## START Task data

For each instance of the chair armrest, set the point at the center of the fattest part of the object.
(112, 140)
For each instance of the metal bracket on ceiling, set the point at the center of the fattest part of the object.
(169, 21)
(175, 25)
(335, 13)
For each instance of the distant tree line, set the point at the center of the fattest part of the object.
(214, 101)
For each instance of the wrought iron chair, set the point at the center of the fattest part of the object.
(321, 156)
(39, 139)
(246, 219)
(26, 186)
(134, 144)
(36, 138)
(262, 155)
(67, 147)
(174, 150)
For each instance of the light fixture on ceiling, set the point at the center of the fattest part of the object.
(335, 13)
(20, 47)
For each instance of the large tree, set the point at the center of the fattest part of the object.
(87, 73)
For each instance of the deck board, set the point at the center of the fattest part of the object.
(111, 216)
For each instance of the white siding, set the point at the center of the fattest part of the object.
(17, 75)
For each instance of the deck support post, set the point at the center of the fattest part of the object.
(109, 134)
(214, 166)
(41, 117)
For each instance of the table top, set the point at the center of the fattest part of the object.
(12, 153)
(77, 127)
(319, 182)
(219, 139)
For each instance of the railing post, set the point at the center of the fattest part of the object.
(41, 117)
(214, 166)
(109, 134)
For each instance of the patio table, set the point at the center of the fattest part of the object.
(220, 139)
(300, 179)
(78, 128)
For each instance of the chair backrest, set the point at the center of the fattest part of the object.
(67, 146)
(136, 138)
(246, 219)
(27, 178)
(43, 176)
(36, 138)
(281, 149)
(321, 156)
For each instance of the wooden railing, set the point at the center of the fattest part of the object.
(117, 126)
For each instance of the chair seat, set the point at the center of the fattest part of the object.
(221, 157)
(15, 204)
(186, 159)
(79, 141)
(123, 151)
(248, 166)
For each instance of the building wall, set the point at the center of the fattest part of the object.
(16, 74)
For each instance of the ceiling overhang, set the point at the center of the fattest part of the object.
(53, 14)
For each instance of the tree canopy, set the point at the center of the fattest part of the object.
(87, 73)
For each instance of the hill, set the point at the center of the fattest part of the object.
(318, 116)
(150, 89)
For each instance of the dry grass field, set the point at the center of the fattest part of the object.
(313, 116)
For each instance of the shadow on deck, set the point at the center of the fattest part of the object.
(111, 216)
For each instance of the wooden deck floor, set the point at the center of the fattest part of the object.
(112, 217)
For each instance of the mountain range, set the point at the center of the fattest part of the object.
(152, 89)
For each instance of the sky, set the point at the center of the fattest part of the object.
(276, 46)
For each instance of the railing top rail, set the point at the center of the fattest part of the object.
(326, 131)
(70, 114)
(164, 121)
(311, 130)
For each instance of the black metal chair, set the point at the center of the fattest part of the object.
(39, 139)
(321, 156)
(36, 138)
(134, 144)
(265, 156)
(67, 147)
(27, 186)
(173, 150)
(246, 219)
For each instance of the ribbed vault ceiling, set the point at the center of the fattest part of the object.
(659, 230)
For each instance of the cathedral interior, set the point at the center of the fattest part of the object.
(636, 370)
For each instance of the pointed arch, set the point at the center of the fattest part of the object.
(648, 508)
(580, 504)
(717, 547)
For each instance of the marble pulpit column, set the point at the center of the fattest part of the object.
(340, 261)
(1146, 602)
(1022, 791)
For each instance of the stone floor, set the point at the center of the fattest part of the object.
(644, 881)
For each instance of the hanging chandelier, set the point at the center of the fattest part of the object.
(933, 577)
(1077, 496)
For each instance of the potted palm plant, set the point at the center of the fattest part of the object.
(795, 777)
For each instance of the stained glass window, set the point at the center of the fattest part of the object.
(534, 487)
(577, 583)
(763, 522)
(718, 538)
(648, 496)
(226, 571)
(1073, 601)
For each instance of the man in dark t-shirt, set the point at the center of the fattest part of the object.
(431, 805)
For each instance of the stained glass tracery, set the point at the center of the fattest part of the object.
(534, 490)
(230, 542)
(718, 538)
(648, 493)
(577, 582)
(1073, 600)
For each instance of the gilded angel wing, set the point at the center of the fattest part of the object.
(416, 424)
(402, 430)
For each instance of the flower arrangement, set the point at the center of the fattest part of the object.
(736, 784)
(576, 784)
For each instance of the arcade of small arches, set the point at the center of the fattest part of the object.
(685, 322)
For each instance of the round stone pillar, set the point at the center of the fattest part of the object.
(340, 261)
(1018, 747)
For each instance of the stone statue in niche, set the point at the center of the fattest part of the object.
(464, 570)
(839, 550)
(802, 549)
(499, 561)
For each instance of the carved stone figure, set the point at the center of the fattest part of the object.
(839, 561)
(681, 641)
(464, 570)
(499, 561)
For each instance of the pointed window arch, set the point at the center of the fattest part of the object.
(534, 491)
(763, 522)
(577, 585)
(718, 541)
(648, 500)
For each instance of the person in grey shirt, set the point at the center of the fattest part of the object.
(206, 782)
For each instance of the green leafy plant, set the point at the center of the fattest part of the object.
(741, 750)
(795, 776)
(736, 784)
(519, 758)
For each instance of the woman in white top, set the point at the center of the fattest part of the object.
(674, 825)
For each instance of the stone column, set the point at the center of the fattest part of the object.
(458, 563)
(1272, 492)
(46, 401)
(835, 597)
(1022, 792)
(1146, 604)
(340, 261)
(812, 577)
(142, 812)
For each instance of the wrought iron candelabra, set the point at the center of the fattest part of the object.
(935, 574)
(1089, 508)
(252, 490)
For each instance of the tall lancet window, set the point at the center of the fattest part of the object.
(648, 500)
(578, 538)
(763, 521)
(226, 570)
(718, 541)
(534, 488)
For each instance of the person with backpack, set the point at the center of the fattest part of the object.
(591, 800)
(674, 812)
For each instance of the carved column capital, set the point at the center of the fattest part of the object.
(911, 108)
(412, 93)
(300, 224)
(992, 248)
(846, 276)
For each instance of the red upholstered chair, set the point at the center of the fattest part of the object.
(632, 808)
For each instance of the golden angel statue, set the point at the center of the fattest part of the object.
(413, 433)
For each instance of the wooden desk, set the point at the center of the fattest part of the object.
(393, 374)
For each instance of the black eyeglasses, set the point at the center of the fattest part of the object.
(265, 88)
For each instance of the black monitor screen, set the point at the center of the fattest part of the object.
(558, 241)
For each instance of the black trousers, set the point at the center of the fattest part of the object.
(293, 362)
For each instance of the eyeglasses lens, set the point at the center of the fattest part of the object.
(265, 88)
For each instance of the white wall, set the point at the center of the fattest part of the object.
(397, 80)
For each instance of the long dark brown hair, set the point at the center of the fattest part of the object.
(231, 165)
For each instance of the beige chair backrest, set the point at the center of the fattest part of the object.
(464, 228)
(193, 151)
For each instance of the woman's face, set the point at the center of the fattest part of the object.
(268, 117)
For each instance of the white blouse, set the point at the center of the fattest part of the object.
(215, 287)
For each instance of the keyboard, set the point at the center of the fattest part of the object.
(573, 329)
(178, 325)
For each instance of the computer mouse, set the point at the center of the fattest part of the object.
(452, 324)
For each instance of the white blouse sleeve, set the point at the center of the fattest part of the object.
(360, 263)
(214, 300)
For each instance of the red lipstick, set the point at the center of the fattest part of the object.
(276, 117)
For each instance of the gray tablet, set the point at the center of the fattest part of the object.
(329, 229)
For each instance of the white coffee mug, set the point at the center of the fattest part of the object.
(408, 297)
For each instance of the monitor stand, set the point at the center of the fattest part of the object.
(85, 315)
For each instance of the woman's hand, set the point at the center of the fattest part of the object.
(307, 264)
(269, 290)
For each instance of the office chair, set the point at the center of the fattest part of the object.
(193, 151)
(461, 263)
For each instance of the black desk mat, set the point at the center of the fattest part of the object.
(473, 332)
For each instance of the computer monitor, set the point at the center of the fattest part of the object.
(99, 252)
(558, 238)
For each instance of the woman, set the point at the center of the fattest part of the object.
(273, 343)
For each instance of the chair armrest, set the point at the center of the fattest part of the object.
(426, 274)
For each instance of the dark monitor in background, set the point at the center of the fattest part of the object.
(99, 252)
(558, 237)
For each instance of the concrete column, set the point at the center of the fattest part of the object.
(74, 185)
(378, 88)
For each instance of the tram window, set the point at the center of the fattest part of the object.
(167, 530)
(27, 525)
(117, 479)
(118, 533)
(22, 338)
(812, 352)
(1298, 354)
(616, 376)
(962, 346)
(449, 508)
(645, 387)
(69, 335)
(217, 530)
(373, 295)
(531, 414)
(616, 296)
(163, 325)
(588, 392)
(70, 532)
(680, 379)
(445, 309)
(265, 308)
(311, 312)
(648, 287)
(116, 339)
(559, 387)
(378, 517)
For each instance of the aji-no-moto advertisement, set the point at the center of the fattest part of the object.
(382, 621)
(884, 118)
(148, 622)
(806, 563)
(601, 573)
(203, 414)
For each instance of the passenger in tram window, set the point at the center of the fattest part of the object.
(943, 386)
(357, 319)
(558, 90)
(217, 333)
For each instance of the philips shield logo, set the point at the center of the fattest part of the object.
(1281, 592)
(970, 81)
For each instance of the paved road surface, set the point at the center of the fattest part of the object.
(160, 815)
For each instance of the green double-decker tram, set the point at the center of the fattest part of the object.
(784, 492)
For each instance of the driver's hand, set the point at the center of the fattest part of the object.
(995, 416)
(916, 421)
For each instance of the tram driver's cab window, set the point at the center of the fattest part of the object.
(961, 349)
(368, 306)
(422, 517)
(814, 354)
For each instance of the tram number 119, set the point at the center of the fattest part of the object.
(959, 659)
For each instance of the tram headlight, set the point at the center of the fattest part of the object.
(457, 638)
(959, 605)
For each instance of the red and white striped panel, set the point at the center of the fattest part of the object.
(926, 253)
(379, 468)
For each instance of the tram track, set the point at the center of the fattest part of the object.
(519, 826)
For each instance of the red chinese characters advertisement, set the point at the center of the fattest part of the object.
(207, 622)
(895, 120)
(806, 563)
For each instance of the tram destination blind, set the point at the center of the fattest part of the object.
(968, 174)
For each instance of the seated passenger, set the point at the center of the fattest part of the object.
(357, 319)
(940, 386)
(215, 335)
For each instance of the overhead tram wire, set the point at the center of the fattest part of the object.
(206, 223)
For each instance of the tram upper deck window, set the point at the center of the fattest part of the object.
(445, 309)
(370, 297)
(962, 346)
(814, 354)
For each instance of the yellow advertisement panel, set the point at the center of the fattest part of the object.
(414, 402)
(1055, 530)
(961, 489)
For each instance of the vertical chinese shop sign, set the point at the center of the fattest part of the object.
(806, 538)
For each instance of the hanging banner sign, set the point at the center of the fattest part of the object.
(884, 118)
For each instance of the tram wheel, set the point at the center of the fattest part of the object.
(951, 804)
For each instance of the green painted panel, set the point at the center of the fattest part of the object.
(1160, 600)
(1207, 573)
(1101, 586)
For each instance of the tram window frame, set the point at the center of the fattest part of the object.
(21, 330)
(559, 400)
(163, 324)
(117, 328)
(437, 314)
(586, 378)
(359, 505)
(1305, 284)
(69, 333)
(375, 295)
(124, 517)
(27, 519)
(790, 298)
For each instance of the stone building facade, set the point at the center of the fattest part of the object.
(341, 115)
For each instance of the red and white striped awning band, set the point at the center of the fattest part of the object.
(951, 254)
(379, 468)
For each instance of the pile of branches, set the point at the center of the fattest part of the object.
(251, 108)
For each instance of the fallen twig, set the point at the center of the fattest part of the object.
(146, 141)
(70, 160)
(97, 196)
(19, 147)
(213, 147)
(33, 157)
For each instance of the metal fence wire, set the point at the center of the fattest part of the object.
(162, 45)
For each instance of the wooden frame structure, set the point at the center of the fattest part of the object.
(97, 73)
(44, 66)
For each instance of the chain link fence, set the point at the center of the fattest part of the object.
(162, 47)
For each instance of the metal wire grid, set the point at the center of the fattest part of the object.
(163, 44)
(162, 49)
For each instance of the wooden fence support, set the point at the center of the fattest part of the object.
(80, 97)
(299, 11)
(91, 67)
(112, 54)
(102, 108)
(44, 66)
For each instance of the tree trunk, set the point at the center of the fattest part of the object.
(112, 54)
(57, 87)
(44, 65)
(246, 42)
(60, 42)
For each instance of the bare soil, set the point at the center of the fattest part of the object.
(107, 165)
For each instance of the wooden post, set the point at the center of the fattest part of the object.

## END Task data

• [Directions] Reproduce exactly, with nothing added, the lines from the one that contains "For each instance of the red and white striped awning" to the end of the data.

• [Exercise result]
For each instance of the red and white striped awning band, set the point at the center of the fattest part of the object.
(951, 254)
(379, 468)
For each instance of the pile of branches, set the point at the center of the fattest part of the object.
(251, 108)
For each instance of the fallen twig, set the point at the center of the fattest part of the object.
(146, 141)
(70, 160)
(97, 196)
(19, 147)
(213, 147)
(33, 157)
For each instance of the metal fence wire, set the point at the center of the fattest part of the object.
(162, 45)
For each instance of the wooden frame structure, set the point at the center of the fattest part of the object.
(97, 73)
(44, 66)
For each instance of the chain link fence, set the point at the center of the fattest part of the object.
(162, 47)
For each instance of the metal wire grid, set the point at the center of the fattest part of the object.
(163, 44)
(162, 49)
For each instance of the wooden fence support, set the point at the center of the fattest part of the object.
(80, 97)
(299, 11)
(91, 67)
(112, 54)
(102, 108)
(44, 66)
For each instance of the tree trunk, set the point at the center of the fattest part of the object.
(112, 54)
(57, 87)
(44, 65)
(246, 42)
(60, 42)
For each instance of the bare soil, set the point at the center of the fattest part of the object.
(107, 165)
For each instance of the wooden post, set the point at the center of the fattest part of the object.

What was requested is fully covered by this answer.